--- begin TEXT BLOCK ---
I wrote my first novel when I was eleven years old.
So it was only twenty-five pages long and had twelve chapters. So it was written in pencil on lined loose-leaf paper. In my mind, it was a novel.
I wrote dozens of stories over the years, in spiral notebooks and on the backs of discarded printed copy paper and on a word processor, storing my work on floppy disks. I started and quit and started again. Got distracted by motherhood and work and survival. I couldn’t seem to finish any of the stories.
I went to school. Tried to focus on a major. Took some writing classes with Bob Butler and lit classes with John Wood and Robert Cooper. Dropped out. Got married again and had some more kids. Got divorced a second time. Went through another break-up and a move and a hurricane (or three). Re-enrolled at the university.
I remember vividly the spring break when I started the Brianag series. I was almost overwhelmed with my workload at school, struggling to feed and educate my children, commuting back and forth forty-five minutes twice a day, three to four times a week. I had projects and exams looming.
On a Saturday afternoon, unable to settle my mind to studying, and inspired by I don’t remember what, I sat down and started writing a novel about a group of friends living in the Carolina Lowcountry before it was called that. I wrote all afternoon and all day that Sunday. My studying didn’t get done but my stress was eased nonetheless.
Over the next several years, these characters became, in every way but physical, real to me. They lived in my head. I researched the period and the area for months, wrote papers for my history classes based upon my research, scrounged books from the university library sales and from half.com, literally dreamed of Cathy and Jessie and Augusta.
They needed me to tell them what to do.
The first novel, Cathy’s story, was terrible. The second, about Jessie, was better. The third, about Augusta, was the best yet. I was almost finished with the first draft when my computer crashed.
--- end TEXT BLOCK ---
GIVEN TASK 1
From the passage on writing novels, extract the text starting with "I remember vividly" and going on through "was eased nonetheless.".
The listing below has no connection to the passage.
--- begin RECORDS SHOWN ---
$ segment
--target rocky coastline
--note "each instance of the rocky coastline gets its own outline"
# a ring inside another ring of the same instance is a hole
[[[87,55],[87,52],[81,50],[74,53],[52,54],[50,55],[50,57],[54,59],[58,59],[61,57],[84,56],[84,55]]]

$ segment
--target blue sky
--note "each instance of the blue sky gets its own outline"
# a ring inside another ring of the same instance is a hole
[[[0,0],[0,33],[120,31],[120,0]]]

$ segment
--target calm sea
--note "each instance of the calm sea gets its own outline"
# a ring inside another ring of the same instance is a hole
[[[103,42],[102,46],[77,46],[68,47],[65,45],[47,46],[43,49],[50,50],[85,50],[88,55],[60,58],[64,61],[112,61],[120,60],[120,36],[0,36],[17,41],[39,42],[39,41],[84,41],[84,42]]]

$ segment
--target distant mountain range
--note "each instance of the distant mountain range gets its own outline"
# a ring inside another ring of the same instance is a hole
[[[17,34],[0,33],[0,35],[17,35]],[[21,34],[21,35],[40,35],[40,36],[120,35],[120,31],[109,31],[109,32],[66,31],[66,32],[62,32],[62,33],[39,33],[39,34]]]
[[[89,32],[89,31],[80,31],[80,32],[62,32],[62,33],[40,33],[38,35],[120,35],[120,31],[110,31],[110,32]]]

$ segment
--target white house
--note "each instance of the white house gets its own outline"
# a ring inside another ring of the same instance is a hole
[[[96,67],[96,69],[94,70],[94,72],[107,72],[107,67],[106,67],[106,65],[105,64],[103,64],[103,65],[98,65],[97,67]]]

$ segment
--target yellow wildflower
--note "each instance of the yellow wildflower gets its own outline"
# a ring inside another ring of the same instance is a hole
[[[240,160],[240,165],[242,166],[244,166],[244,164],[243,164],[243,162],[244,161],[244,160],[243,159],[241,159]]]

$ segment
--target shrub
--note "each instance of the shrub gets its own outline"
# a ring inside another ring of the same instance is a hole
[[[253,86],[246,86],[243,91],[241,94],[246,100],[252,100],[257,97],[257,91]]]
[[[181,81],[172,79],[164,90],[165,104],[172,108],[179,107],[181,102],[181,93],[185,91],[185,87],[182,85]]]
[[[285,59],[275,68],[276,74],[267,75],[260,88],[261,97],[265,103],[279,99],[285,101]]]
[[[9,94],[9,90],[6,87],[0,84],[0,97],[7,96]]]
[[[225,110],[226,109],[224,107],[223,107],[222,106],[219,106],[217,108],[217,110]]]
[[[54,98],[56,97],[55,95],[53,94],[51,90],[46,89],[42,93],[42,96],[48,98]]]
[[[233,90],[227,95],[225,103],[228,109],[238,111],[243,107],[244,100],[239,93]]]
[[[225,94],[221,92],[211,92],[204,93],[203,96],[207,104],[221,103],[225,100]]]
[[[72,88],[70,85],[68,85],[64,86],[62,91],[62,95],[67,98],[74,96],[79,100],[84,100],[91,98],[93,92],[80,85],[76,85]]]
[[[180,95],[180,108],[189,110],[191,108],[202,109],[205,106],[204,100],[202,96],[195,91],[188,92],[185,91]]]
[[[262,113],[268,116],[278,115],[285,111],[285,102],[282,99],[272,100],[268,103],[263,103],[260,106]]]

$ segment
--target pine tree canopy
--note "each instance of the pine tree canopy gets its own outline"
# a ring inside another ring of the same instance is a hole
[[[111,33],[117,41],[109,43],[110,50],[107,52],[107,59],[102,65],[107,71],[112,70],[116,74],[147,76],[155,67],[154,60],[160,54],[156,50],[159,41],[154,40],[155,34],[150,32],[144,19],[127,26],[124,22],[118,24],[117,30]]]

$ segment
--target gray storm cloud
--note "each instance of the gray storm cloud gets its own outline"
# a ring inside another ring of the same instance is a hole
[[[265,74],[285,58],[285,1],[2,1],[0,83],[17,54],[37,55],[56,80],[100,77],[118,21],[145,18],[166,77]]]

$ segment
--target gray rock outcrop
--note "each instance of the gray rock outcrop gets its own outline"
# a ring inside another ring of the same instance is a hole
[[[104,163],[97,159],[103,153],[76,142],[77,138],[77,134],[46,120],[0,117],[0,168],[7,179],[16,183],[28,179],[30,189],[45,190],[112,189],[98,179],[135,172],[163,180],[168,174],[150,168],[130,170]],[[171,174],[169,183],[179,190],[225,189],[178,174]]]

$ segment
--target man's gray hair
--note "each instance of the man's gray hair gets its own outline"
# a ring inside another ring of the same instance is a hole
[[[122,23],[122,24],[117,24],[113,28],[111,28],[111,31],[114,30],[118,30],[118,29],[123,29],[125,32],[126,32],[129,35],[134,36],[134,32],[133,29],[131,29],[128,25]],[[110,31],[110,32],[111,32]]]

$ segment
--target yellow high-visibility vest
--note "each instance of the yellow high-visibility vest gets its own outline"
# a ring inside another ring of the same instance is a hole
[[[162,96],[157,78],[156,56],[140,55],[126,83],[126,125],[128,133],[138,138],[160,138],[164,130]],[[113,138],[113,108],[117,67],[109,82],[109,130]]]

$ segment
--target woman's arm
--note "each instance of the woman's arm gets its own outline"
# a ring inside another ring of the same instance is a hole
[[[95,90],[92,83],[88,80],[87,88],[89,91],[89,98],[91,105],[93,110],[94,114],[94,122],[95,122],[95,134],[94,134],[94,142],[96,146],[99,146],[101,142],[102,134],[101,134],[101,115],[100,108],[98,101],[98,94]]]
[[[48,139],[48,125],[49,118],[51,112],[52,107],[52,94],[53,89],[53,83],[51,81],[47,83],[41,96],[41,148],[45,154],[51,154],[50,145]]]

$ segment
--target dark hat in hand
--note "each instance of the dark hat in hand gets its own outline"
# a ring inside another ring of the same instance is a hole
--- end RECORDS SHOWN ---
GIVEN TASK 2
Pick out every line of the listing that contains the string "cloud", matching case exactly.

EXERCISE OUTPUT 1
I remember vividly the spring break when I started the Brianag series. I was almost overwhelmed with my workload at school, struggling to feed and educate my children, commuting back and forth forty-five minutes twice a day, three to four times a week. I had projects and exams looming.
On a Saturday afternoon, unable to settle my mind to studying, and inspired by I don’t remember what, I sat down and started writing a novel about a group of friends living in the Carolina Lowcountry before it was called that. I wrote all afternoon and all day that Sunday. My studying didn’t get done but my stress was eased nonetheless.

EXERCISE OUTPUT 2
--target gray storm cloud
--note "each instance of the gray storm cloud gets its own outline"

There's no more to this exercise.